Passage to read
— start —

The library of printed books contains 400,000 volumes. The National Gallery has a fine collection of pictures. Among the manuscripts I saw the hand-writing of Shakspeare, of Mary Queen of Scots, Milton, John Knox, Spenser, Chaucer, Dryden, and many more names made immortal by history.

From these wonders of past generations we drove to Madame Tussaud's. Her collection of wax figures is really one of the curiosities of London. They are so entirely lifelike it requires the test of touch to distinguish the false from the real. In the "Chamber of Horrors" is the infernal machine of Fieschi, and the figures of all the most famous murderers.

In one apartment are seen many of the relics of Napoléon Bonaparte. The figures of the Queen, Prince Albert, and the royal children, are exceedingly good. The rooms are large, panelled with plate glass, and decorated with draperies and gildings in the style of Louis XIV. Nearly all the celebrated characters of the last two centuries are here represented.

— end —

Jobs
1) From the passage about London sights, return the text starting with "From these wonders" and going on through "most famous murderers.".
2) In the passage about London sights, what is needed to tell Madame Tussaud's wax figures apart from real people?

Data
— start —

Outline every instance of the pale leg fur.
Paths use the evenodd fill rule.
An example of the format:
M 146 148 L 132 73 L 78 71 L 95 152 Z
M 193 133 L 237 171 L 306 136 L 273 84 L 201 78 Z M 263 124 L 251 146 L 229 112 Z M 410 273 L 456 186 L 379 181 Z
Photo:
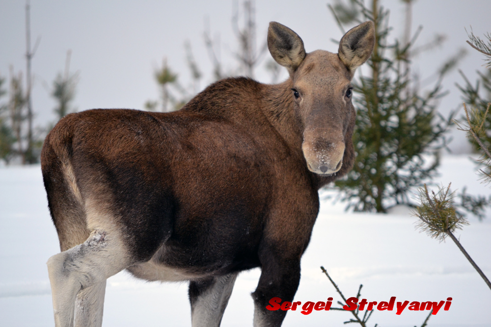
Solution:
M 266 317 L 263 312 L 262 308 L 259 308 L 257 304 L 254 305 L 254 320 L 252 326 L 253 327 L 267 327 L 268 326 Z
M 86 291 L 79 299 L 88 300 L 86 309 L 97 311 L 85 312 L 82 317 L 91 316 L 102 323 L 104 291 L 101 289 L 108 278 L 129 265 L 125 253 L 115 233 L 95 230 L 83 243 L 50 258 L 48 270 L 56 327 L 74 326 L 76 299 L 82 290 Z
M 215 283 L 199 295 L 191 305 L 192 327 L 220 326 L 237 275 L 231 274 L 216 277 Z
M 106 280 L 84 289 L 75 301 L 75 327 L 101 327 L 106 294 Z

— end —

Responses
1)
From these wonders of past generations we drove to Madame Tussaud's. Her collection of wax figures is really one of the curiosities of London. They are so entirely lifelike it requires the test of touch to distinguish the false from the real. In the "Chamber of Horrors" is the infernal machine of Fieschi, and the figures of all the most famous murderers.

2) The test of touch.